-- What you will do --
Copy out the lines of the data below, starting at the line that contains "point_to SHOULD mark one point per instance of the black sail" and ending at the line that contains "pixel 239 320", both lines included.

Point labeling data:
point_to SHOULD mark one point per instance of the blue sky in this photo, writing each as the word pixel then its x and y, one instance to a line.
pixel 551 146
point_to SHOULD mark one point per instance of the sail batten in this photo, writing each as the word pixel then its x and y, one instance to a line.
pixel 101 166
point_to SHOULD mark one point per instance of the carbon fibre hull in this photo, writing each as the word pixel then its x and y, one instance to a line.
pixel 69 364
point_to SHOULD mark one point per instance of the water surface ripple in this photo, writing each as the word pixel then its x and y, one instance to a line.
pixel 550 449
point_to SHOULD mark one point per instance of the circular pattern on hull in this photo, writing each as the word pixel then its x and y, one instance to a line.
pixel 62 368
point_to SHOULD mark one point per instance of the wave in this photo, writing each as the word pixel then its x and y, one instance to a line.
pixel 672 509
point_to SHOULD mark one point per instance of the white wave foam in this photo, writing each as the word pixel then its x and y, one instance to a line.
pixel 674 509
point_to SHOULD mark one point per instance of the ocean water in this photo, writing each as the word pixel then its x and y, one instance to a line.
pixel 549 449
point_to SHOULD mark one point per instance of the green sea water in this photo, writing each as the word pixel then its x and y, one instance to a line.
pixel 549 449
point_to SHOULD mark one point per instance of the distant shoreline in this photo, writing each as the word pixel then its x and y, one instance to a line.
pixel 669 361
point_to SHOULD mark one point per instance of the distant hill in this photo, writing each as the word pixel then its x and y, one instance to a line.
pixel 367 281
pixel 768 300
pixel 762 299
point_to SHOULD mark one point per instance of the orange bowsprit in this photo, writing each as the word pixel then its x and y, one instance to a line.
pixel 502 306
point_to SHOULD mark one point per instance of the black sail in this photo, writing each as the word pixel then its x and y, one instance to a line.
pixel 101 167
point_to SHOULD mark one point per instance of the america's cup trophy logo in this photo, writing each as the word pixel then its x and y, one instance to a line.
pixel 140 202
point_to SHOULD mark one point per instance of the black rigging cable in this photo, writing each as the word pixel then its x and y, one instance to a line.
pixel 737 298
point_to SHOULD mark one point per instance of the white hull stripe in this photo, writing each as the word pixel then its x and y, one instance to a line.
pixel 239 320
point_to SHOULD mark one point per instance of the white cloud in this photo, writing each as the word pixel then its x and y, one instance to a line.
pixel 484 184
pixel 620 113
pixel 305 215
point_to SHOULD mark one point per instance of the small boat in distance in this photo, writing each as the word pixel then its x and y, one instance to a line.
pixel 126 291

...

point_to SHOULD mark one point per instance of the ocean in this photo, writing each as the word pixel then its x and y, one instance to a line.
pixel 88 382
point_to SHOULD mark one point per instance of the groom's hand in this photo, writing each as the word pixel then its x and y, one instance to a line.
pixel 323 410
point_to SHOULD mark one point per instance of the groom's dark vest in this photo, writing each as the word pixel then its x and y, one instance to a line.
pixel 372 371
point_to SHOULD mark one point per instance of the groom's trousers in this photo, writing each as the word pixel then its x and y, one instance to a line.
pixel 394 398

-- Solved problem --
point_to SHOULD mark one point per instance of the black sail in this photo, writing each as the word pixel then its x and y, one instance to a line.
pixel 101 167
point_to SHOULD mark one point per instance of the america's cup trophy logo in this photo, writing each as the word pixel then its x and y, one instance to a line.
pixel 140 202
point_to SHOULD mark one point per instance of the black rigging cable in this photo, writing each as the word pixel then its x and y, one instance to a line.
pixel 737 298
point_to SHOULD mark one point per instance of the white hull stripe in this photo, writing each as the word pixel then its x and y, one instance to a line.
pixel 239 320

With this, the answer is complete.